• DATA FOR ANALYSIS
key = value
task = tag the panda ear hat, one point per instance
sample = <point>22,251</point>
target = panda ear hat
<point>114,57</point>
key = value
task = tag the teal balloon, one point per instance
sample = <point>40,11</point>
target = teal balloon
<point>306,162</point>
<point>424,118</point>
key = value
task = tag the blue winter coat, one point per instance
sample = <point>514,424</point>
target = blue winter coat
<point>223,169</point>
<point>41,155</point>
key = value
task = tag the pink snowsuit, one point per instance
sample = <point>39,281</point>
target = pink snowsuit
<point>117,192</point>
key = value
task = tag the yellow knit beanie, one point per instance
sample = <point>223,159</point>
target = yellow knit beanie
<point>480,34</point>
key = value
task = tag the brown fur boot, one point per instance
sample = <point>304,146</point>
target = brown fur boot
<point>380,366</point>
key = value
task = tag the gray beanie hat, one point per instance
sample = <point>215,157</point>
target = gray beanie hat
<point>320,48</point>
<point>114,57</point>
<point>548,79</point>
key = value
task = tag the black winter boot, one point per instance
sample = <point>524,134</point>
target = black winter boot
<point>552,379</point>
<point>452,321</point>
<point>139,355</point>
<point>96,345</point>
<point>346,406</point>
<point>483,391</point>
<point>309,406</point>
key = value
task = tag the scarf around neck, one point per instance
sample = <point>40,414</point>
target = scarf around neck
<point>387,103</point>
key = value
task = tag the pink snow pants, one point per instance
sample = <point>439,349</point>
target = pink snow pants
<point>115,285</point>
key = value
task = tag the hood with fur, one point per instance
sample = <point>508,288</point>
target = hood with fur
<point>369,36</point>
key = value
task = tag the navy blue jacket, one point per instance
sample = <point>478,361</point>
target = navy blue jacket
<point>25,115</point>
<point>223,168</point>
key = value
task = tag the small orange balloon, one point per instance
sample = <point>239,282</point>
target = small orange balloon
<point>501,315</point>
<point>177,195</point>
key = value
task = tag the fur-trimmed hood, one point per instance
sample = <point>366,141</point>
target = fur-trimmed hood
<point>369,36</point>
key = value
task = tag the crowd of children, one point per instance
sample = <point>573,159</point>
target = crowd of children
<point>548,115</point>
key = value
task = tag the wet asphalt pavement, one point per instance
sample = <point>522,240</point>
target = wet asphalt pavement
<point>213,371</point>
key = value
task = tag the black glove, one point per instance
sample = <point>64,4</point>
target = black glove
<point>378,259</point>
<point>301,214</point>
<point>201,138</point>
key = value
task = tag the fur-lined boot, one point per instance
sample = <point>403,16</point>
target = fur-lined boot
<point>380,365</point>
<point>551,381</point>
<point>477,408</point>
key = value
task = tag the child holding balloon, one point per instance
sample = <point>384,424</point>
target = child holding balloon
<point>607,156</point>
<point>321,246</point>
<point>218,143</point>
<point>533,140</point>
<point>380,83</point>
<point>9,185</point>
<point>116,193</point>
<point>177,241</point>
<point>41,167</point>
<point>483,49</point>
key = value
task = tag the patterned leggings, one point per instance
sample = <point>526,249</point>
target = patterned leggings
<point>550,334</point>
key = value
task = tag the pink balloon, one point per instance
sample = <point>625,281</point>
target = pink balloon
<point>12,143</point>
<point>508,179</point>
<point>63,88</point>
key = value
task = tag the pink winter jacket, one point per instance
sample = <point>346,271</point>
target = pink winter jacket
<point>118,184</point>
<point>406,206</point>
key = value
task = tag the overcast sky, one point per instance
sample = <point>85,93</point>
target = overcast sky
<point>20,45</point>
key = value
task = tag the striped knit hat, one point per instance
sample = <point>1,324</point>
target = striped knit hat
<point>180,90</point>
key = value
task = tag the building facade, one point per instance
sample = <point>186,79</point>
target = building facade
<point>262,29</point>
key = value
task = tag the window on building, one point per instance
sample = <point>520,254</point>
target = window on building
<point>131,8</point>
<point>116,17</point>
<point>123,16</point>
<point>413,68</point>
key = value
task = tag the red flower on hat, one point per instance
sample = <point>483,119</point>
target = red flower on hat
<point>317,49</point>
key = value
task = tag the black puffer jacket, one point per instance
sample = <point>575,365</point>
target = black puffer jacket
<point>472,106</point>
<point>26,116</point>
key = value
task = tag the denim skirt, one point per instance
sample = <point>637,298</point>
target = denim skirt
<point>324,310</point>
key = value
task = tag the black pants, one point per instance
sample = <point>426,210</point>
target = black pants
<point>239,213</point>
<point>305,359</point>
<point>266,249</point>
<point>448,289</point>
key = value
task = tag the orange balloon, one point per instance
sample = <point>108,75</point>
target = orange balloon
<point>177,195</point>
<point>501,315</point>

• WORK REQUIRED
Would you please reproduce the entries above word for word?

• COMPLETED EXERCISE
key = value
task = tag the panda ear hat, one point per instance
sample = <point>22,251</point>
target = panda ear hat
<point>114,57</point>
key = value
task = tag the teal balloon, one point per instance
sample = <point>40,11</point>
target = teal balloon
<point>306,162</point>
<point>424,118</point>
key = value
task = tag the blue winter coat, one point per instance
sample = <point>514,424</point>
target = blue winter coat
<point>223,169</point>
<point>41,155</point>
key = value
task = tag the pink snowsuit, one point per instance
sample = <point>39,281</point>
target = pink snowsuit
<point>117,192</point>
key = value
task = tag the yellow knit beanie, one point per instance
sample = <point>223,159</point>
target = yellow knit beanie
<point>480,34</point>
key = value
task = tag the brown fur boot, one point per instance
sample = <point>304,146</point>
target = brown fur boot
<point>380,366</point>
key = value
task = tag the gray beanie hat, one point per instance
sample = <point>215,157</point>
target = gray beanie hat
<point>320,48</point>
<point>114,57</point>
<point>548,79</point>
key = value
task = tag the black winter boot, one point per instance
sample = <point>524,134</point>
target = black winter boot
<point>552,379</point>
<point>452,321</point>
<point>139,355</point>
<point>96,345</point>
<point>346,406</point>
<point>483,391</point>
<point>309,406</point>
key = value
task = tag the scarf around neck, one point per instance
sample = <point>40,414</point>
target = scarf around neck
<point>387,103</point>
key = value
task = tag the pink snow pants, one point per instance
sample = <point>439,349</point>
target = pink snow pants
<point>115,285</point>
key = value
task = tag the hood with fur, one point per instance
sample = <point>508,288</point>
target = hood with fur
<point>369,36</point>
key = value
task = tag the navy blue jacket, one point per instance
sample = <point>478,361</point>
target = navy blue jacket
<point>25,115</point>
<point>223,168</point>
key = value
task = tag the small orange balloon, one point per instance
sample = <point>239,282</point>
target = small orange balloon
<point>501,315</point>
<point>177,195</point>
key = value
task = tag the fur-trimmed hood, one point per instance
sample = <point>366,141</point>
target = fur-trimmed hood
<point>369,36</point>
key = value
task = tag the crowd of children, one point per instance
sample = <point>573,159</point>
target = crowd of children
<point>548,115</point>
key = value
task = tag the wet asphalt pavement, one point per instance
sample = <point>522,240</point>
target = wet asphalt pavement
<point>213,371</point>
key = value
task = tag the black glove, one point per instance
sample = <point>64,4</point>
target = black glove
<point>378,259</point>
<point>301,214</point>
<point>201,138</point>
key = value
task = tag the fur-lined boot, one point per instance
sample = <point>403,16</point>
target = fur-lined boot
<point>380,365</point>
<point>551,381</point>
<point>477,408</point>
key = value
task = tag the child holding balloon, one point per instance
sample = <point>384,424</point>
target = child holding balloon
<point>607,156</point>
<point>321,246</point>
<point>218,143</point>
<point>533,140</point>
<point>380,83</point>
<point>9,185</point>
<point>116,193</point>
<point>177,241</point>
<point>41,167</point>
<point>483,49</point>
key = value
task = tag the patterned leggings, one point per instance
sample = <point>526,249</point>
target = patterned leggings
<point>550,334</point>
key = value
task = tag the pink balloon, one point per instance
sample = <point>625,281</point>
target = pink balloon
<point>12,143</point>
<point>508,179</point>
<point>63,88</point>
key = value
task = tag the pink winter jacket, one point per instance
sample = <point>346,271</point>
target = pink winter jacket
<point>118,184</point>
<point>406,206</point>
key = value
task = tag the overcast sky, one point per instance
sample = <point>85,93</point>
target = overcast sky
<point>20,45</point>
key = value
task = tag the striped knit hat, one point per instance
sample = <point>1,324</point>
target = striped knit hat
<point>180,90</point>
key = value
task = tag the building facade, one point per instance
sample = <point>186,79</point>
target = building facade
<point>262,29</point>
key = value
task = tag the window on building, one point per instance
sample = <point>520,254</point>
target = window on building
<point>131,8</point>
<point>116,17</point>
<point>123,16</point>
<point>413,68</point>
key = value
task = tag the red flower on hat, one point per instance
sample = <point>483,119</point>
target = red flower on hat
<point>317,49</point>
key = value
task = tag the black puffer jacket, one point per instance
sample = <point>575,365</point>
target = black puffer jacket
<point>472,106</point>
<point>26,116</point>
key = value
task = tag the denim skirt, one point per instance
sample = <point>637,298</point>
target = denim skirt
<point>324,310</point>
key = value
task = tag the black pants, one point per instance
sample = <point>426,210</point>
target = black pants
<point>239,213</point>
<point>305,359</point>
<point>266,249</point>
<point>448,289</point>
key = value
task = tag the orange balloon, one point per instance
sample = <point>108,75</point>
target = orange balloon
<point>177,195</point>
<point>501,315</point>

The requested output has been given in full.